** Page **
------------------------------------------------------------

Tuesday, February 20, 2007

Laziness does not pay

I needed more solution for the Scooba. The only (and I do mean only) downside I’ve found to this particular little robot is that it really means it when it says ‘only use this solution, or plain white vinegar – nothing else!’. It will literally shut down on you – its sensors know, people.

Yes they do.

And, given the shocking variety of sticky what-nots that end up on my floor, I’ve found the vinegar just doesn’t work. Clorox, yes. Vinegar, eh, not so much. Terrible shame, really, because the vinegar is much cheaper…but I digress.

Anyway, I was about out of the solution (oh, the horror). There is one store in town that carries it (even though there are three (3) stores which sell the Scooba robot, but that’s another rant for another day). Fortunately, this store also has that thing where you can order online and pick up in the store – no shipping costs, and all your stuff is sitting there waiting for you when you arrive.

Let me hear the lazy say, “Oh yeah!”

I hate wandering through the store looking for a bottle of cleaning solution. It is never where I think it’s going to be (either with the robots, or with the other cleaning supplies – it will be in one, or the other, but never the section I go to first).

I’m too lazy for that kind of crap. Also, wandering through Linens N Things is a perilous journey, one I seldom complete without large bite marks in my wallet. And I really-really hate it when, after thirty minutes of wandering, asking four people, each of whom asked three other people who also didn’t know, you discover that they just plain are out of the stuff.

I really like being able to make somebody else go through that process. Somebody who works there, who can ask themselves to check in the back and see if there’s any back there.

------------------------------------------------------------

** Provided data **
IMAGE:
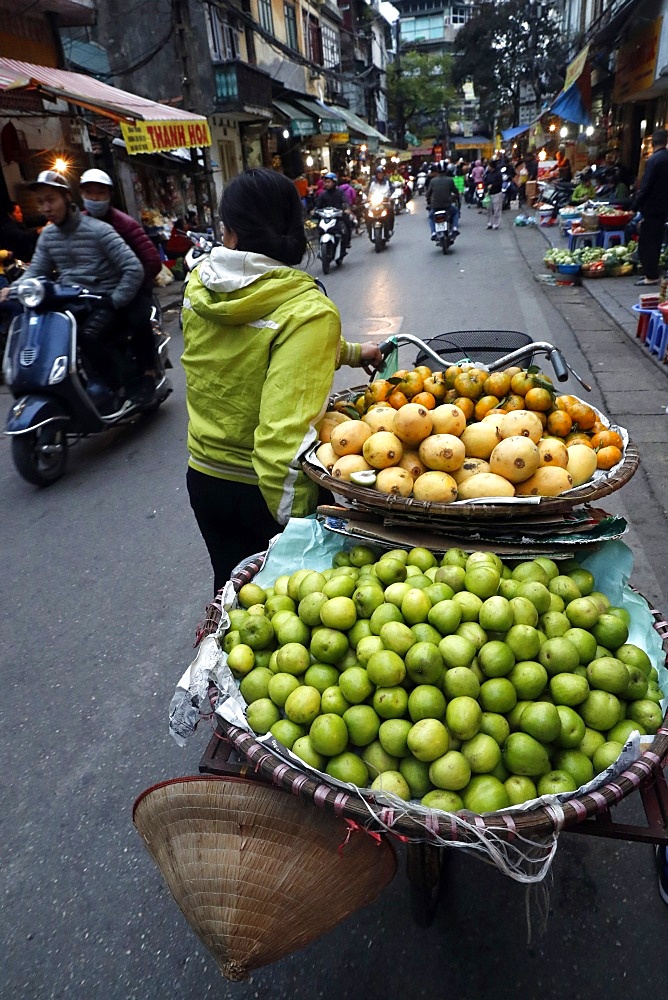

------------------------------------------------------------

** Tasks to complete **
[1] Summarize the post in two sentences.
[2] List every cleaning liquid the post mentions.
The data that comes after the post is separate material.

** Solutions to the exercise **
[1] The writer needed more cleaning solution for the Scooba robot, which shuts down unless it gets its own solution or plain white vinegar, and the vinegar doesn't handle the sticky messes on the writer's floor. Only one store in town carries the solution, so the writer likes ordering online and picking it up in the store instead of wandering the aisles, asking staff and possibly finding out it's sold out.

[2]
- The Scooba's own solution
- Plain white vinegar
- Clorox